* What is required:
Leave out any picture and return the remaining listing below exactly as given.

[The records — start]

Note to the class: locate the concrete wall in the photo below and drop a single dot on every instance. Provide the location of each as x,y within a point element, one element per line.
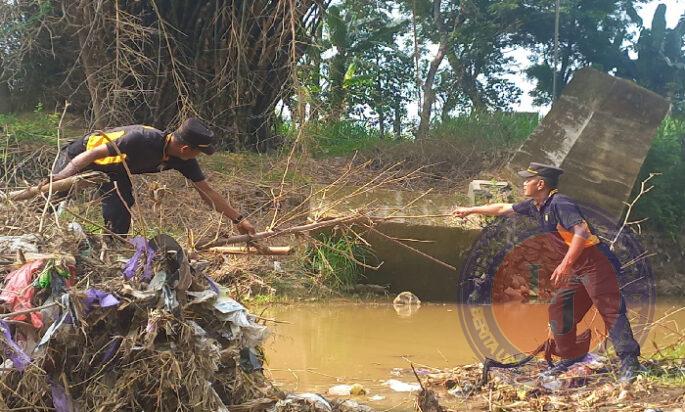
<point>599,132</point>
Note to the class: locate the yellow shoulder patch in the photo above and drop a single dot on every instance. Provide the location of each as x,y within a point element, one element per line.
<point>100,138</point>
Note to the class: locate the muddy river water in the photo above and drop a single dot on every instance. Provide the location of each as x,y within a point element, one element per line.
<point>333,343</point>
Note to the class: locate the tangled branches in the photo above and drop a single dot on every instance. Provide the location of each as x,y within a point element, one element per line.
<point>156,61</point>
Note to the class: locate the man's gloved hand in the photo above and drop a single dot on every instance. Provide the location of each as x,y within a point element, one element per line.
<point>245,227</point>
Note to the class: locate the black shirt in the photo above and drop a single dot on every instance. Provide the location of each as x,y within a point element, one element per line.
<point>142,147</point>
<point>557,215</point>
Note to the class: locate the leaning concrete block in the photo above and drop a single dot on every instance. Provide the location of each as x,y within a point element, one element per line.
<point>599,131</point>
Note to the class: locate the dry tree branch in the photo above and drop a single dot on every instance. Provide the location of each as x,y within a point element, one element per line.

[The records — finish]

* Solution to this task:
Note to the class: locate the concrete wall in the photo below and drop a single dot on every instance. Provide the location of each as x,y within a point element, one element per line.
<point>599,132</point>
Note to the class: locate the yellow shoulder patch in the photo above and drop a single dot on every instance. Provide the location of each as x,y within a point element, one element per line.
<point>100,138</point>
Note to the class: locate the muddy river water in the photo above and drop a single dot on every instance. Provide the location of each as x,y within a point element, one element per line.
<point>333,343</point>
Note to the class: locate the tangled branches in the photo above and drop a single dot on every instance. Provide the location of each as x,y within a point element, one element per line.
<point>156,61</point>
Note to the class: locate the man's gloved hand in the photo above and drop a single dot on every instance. Provide the location of each as x,y within a point element, one element per line.
<point>245,227</point>
Note to the class: locate the black shirt in the photo above and drop a single dot on every instance. Provide the location of each as x,y within a point element, one element per line.
<point>142,147</point>
<point>557,215</point>
Note to the class: locate the leaning concrete block in the photo above and drop a single dot on every instance. Provide the location of each as x,y within a point element, one element per line.
<point>599,131</point>
Note to the class: locate the dry tree branch in the photo above and drop a single dot on every instance. Provide the location of each as x,y within a point element, one element per line.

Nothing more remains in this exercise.